**WHAT TO DO:** Your output must reproduce all the records below precisely and contain no pictures.

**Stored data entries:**
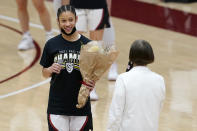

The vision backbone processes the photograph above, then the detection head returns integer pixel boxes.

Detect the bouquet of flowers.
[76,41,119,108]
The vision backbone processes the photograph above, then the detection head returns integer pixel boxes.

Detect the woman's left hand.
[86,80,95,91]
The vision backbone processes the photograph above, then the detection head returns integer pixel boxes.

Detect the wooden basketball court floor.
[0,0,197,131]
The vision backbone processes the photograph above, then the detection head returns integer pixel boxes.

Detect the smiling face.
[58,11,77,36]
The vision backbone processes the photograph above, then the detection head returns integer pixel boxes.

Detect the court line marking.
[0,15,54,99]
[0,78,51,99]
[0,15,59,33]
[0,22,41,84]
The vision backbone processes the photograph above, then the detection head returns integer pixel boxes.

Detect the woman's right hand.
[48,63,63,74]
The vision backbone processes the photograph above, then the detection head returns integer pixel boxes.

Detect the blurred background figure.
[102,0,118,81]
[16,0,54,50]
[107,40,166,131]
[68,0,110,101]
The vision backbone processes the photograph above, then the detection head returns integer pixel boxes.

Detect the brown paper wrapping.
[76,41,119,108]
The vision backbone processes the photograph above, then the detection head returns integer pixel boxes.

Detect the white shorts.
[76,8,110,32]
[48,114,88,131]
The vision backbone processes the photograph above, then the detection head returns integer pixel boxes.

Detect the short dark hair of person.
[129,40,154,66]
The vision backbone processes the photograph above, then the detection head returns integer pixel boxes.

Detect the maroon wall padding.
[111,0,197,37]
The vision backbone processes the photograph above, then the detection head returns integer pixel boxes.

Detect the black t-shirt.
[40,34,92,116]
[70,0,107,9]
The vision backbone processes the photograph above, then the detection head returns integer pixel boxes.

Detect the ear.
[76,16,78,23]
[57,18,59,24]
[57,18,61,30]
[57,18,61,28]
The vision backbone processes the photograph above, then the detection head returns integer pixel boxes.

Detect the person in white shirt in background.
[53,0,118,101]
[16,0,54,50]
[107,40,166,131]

**TASK OUTPUT:**
The vision backbone processes the photograph above, then the detection head returns integer pixel boxes.

Detect the bouquet of flowers.
[76,41,119,108]
The vision backbone processes the photograph above, then the detection head returns integer pixel boxes.

Detect the woman's left hand.
[86,80,95,91]
The vision backbone processes the photograph above, then the detection head returns integer pixel boxes.

Detect the wooden basketball court floor.
[0,0,197,131]
The vision backbone processes the photograph above, then the detection head returns integer pixel boxes.

Detect the smiling face.
[58,11,77,36]
The vision backbone processes the photograph above, then the detection head returns integer pixel boxes.

Detect the court line marking.
[0,15,54,99]
[0,78,51,99]
[0,15,59,33]
[0,22,41,84]
The vision backbone processes the photograph above, then the detection head returns integer pixel boxes.

Detect the woman's right hand.
[48,63,63,74]
The vision backbone processes the photograph above, then the detection head returns integer pixel boxes.

Detect the blurred background figure.
[102,0,118,81]
[16,0,54,50]
[107,40,166,131]
[68,0,110,101]
The vision backbone processes the photograph above, then the detection head returns integer pixel boxes.

Detect the brown paper wrapping.
[76,41,119,108]
The vision backbone processes the photograph above, then the detection head returns integer pixel boxes.

Detect the white shorts.
[76,8,110,32]
[48,114,88,131]
The vision backbone processes the photograph above, then the detection head returns integer pixel boxes.

Detect the short dark hair of person.
[129,40,154,66]
The vision backbone processes the photograph above, then the detection head returns integer pixel boxes.

Detect the maroon wall padding.
[111,0,197,37]
The vision backbone processes the photograph above, then the detection head returns integer pixel boxes.

Detect the black t-shirt.
[40,34,92,116]
[70,0,107,9]
The vision backbone processes the photograph above, then the detection head returns integer pixel boxes.

Detect the ear.
[76,16,78,23]
[57,18,59,24]
[57,18,61,30]
[57,18,61,28]
The vision backbone processes the photograph above, then the detection head returns integer pixel boxes.

Detect the person in white shirt in background.
[53,0,118,101]
[16,0,54,50]
[107,40,166,131]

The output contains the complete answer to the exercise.